Dataset entries:
----

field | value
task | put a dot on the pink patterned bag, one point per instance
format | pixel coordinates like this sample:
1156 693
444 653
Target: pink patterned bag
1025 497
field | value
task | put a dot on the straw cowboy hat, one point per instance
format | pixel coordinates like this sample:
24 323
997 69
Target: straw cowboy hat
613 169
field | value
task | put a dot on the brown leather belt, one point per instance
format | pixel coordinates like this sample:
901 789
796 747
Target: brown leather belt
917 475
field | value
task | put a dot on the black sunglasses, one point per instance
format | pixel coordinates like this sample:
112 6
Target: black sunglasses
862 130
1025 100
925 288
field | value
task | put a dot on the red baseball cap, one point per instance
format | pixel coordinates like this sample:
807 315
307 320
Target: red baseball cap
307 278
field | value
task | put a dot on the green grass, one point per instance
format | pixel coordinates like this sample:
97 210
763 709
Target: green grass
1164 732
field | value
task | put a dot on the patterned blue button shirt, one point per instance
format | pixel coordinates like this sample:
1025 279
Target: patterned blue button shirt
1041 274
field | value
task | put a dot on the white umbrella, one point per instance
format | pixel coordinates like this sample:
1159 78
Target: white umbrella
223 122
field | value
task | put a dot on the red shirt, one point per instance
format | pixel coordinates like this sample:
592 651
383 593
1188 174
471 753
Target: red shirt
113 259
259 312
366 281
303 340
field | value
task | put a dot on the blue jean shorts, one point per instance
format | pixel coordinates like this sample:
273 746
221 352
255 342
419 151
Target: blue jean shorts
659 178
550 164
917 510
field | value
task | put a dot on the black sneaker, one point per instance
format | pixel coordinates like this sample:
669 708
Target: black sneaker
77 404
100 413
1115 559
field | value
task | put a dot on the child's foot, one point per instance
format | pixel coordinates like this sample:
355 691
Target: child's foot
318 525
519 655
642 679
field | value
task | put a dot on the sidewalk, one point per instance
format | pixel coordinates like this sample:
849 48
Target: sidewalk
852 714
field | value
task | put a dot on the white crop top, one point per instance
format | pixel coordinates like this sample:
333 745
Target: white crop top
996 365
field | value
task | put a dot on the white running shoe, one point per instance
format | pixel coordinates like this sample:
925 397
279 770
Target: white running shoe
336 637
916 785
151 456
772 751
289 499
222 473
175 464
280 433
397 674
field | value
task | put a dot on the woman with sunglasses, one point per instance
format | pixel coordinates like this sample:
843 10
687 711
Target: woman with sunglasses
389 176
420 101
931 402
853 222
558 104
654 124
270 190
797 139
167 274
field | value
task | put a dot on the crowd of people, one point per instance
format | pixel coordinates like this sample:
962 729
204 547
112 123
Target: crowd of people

----

_Exercise_. Extract each record, keeping it identical to the original.

_Right answer_.
field | value
task | put a dot on the pink patterned bag, one point per instance
format | pixel coordinates like this sample:
1156 693
444 653
Target: pink patterned bag
1025 497
field | value
task | put a dot on the straw cowboy hat, one point per instance
format | pixel coordinates like this sample:
24 323
997 69
Target: straw cowboy hat
613 169
field | value
task | put a dot on the brown leather belt, one point per instance
format | pixel coordinates like this sample:
901 789
796 747
Target: brown leather belt
917 475
field | value
task | put a dot on the black sunglasses, one point per instance
format | pixel coordinates like this sample:
112 6
Target: black sunglasses
862 130
1025 100
925 288
field | value
task | put a dot on the red baseball cap, one point per instance
format | pixel coordinates like this sample:
807 315
307 320
Target: red baseball cap
307 278
field | value
task | put a dot on the green grass, one point per instance
format | pixel coordinates like this sample:
97 210
763 709
Target: green grass
1164 732
field | value
task | put a dot on the patterned blue button shirt, one point per instance
format | pixel coordinates like this sample:
1025 279
Target: patterned blue button shirt
1041 274
field | value
task | put a dot on the white umbrella, one point per instance
format | pixel coordinates like this sample:
1159 78
Target: white umbrella
223 122
field | value
task | put a dot on the red shirt, one point per instance
format | pixel coordinates like this sample:
592 651
383 593
1188 174
471 753
Target: red shirt
113 259
259 312
366 281
303 340
field | value
task | put a dot on the blue jean shorts, one point per instance
format | pixel coordinates like this sample:
273 746
221 352
255 342
419 151
Target: blue jean shorts
659 178
550 164
917 510
field | value
task | put a dot on the black sneaker, one point per instance
format | pixel coordinates like this sample:
669 708
Target: black sneaker
77 404
100 413
1115 559
field | value
task | put a dot on the child's foot, one point per instance
format | pixel coordinates like this sample:
355 691
Target: child's foot
318 525
519 655
642 679
field | value
task | put a dot on the sidewalk, one point per instance
format | pixel coordinates like this sample:
849 48
Target: sidewalk
852 714
field | value
task | put a dot on the white crop top, one point per instance
format | pixel coordinates like this sample:
333 745
Target: white crop top
996 365
field | value
task | put a dot on the white running shoe, one point per instance
format | pixel coordinates like this sample:
925 397
279 770
Target: white running shoe
336 637
916 785
151 456
772 751
289 499
222 473
175 464
280 433
397 674
field | value
task | put a dot on the woman with sunglasses, one point per instance
format | pixel coordinates like this sample:
843 10
687 711
Target: woman with sunglasses
389 176
420 101
931 402
853 222
558 104
654 124
270 190
797 139
167 274
field | value
task | put a dot on the crowd of people, one point per instance
format | pixel coordinates like this sample:
962 729
204 547
112 123
Target: crowd of people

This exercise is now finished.